Please find all lines containing "negative" in the listing below and copy them.

(Source data)

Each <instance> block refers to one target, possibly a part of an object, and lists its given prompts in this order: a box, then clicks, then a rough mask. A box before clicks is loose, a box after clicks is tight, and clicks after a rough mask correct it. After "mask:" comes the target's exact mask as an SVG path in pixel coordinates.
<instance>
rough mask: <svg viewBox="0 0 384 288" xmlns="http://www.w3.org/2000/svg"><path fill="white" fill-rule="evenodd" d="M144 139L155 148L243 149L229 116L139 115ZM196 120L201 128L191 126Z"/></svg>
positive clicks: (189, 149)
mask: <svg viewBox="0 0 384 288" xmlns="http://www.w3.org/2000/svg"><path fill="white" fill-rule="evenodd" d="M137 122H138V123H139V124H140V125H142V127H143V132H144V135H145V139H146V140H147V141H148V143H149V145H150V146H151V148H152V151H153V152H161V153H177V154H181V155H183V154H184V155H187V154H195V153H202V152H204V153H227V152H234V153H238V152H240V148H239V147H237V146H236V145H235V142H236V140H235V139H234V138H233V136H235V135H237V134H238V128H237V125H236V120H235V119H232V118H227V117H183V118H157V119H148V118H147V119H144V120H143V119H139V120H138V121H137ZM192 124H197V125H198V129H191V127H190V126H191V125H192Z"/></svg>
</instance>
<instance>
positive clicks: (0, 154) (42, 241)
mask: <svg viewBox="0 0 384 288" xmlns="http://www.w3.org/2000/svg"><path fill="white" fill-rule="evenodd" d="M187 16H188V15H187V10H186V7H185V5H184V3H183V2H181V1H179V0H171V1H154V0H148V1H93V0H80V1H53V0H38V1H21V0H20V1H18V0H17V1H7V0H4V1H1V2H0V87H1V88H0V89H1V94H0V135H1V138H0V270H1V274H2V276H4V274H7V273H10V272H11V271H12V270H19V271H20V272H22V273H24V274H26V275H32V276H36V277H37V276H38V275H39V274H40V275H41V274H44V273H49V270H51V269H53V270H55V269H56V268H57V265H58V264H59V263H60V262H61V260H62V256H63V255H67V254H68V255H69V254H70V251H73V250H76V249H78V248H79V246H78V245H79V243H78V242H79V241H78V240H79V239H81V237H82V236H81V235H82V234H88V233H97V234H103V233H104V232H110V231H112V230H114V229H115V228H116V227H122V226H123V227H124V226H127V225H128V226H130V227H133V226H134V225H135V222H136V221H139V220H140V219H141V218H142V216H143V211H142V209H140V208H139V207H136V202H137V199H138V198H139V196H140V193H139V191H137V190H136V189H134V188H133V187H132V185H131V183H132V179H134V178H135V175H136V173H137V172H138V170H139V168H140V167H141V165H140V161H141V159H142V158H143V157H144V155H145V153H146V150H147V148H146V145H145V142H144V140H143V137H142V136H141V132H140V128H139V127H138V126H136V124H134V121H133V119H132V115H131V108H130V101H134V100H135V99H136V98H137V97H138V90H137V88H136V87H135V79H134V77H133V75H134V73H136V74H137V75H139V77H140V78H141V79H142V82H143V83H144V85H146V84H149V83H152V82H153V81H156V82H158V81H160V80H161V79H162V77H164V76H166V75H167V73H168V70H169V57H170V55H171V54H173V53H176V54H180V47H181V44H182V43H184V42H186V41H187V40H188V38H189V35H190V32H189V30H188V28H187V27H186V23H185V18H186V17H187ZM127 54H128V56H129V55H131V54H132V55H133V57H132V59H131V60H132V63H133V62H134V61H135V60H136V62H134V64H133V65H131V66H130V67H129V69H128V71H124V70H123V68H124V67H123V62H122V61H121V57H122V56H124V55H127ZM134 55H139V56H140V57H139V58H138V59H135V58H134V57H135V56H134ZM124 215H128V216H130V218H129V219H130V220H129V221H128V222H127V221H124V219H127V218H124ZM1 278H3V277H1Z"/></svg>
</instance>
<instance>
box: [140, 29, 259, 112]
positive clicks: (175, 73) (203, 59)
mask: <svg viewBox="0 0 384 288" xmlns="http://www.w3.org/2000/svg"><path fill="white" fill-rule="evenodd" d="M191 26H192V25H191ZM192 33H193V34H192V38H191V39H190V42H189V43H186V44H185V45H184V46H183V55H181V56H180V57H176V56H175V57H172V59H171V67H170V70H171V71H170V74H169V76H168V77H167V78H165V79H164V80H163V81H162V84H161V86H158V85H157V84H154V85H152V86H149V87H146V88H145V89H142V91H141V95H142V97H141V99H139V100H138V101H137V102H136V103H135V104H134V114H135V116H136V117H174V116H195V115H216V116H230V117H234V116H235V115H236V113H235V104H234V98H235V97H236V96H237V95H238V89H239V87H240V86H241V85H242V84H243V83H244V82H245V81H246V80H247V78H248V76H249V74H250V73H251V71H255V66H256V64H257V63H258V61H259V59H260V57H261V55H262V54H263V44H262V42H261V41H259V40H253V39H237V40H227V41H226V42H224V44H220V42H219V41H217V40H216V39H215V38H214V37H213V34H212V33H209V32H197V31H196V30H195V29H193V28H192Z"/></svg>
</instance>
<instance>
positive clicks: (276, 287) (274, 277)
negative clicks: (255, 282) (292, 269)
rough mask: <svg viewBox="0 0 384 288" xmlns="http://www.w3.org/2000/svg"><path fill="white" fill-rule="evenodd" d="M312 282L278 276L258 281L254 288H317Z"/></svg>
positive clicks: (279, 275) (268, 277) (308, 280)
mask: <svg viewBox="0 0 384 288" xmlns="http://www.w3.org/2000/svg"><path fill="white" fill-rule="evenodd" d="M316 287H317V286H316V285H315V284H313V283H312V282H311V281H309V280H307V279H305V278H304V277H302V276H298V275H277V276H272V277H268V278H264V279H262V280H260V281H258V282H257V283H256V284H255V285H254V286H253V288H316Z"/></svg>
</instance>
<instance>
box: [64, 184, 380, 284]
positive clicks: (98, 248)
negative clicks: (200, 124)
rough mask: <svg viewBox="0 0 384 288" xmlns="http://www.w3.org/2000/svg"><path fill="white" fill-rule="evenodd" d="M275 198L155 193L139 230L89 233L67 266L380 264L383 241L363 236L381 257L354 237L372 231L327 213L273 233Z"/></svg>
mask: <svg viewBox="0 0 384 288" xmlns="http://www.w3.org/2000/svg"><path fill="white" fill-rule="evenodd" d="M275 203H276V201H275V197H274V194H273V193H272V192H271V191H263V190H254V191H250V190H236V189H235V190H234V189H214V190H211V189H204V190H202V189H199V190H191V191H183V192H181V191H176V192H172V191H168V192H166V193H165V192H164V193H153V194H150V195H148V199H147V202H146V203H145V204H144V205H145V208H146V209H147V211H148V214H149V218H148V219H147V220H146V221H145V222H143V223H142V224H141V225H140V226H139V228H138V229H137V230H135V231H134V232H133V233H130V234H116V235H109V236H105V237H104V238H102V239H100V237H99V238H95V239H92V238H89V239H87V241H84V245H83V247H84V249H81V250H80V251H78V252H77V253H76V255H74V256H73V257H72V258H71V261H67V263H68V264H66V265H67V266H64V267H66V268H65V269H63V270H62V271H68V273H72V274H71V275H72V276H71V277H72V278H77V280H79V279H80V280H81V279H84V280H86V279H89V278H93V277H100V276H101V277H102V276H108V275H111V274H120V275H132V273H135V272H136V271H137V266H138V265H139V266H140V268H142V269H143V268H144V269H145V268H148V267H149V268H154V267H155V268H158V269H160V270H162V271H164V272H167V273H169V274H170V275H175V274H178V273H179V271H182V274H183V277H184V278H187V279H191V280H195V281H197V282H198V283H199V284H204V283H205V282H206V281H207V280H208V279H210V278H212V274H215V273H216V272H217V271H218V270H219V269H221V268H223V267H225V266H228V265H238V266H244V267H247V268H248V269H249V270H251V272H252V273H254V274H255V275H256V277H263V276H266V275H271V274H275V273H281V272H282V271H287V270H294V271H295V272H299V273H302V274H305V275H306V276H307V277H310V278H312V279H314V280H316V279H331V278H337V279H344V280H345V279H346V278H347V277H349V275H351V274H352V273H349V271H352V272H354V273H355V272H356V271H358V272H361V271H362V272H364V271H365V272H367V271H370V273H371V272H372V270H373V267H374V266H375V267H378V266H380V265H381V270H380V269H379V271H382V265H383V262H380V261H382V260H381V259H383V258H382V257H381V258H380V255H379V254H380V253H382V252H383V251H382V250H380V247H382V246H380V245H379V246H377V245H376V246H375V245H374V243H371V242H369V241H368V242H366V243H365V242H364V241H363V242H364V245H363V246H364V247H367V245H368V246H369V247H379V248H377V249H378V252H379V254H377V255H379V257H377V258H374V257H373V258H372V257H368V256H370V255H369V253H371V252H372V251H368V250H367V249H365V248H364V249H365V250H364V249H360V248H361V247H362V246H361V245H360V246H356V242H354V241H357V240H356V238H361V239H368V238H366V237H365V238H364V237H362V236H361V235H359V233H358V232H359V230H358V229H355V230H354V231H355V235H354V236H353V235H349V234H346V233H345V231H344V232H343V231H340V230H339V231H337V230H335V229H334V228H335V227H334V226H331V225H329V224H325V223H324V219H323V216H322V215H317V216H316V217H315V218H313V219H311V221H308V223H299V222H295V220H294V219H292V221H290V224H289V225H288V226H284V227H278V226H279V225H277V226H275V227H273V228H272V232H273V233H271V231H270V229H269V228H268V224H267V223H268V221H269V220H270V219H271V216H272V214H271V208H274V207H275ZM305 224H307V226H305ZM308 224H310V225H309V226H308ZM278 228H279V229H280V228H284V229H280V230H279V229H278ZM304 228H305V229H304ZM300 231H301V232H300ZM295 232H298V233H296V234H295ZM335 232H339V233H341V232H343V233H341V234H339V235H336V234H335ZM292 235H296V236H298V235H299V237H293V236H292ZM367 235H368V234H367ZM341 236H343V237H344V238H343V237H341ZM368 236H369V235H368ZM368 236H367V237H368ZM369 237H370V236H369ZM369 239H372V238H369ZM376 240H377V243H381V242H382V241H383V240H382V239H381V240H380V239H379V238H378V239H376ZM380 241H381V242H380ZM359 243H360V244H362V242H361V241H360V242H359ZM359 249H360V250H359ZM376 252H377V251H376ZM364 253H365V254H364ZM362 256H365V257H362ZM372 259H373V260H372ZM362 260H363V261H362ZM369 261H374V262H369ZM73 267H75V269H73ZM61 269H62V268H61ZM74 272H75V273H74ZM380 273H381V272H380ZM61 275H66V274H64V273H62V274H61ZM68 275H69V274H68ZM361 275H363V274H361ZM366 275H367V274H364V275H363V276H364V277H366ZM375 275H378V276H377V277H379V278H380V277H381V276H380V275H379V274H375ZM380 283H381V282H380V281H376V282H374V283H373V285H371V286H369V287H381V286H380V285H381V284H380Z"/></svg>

(End Source data)

Answer section:
negative clicks: (255, 282) (292, 269)
negative clicks: (200, 124)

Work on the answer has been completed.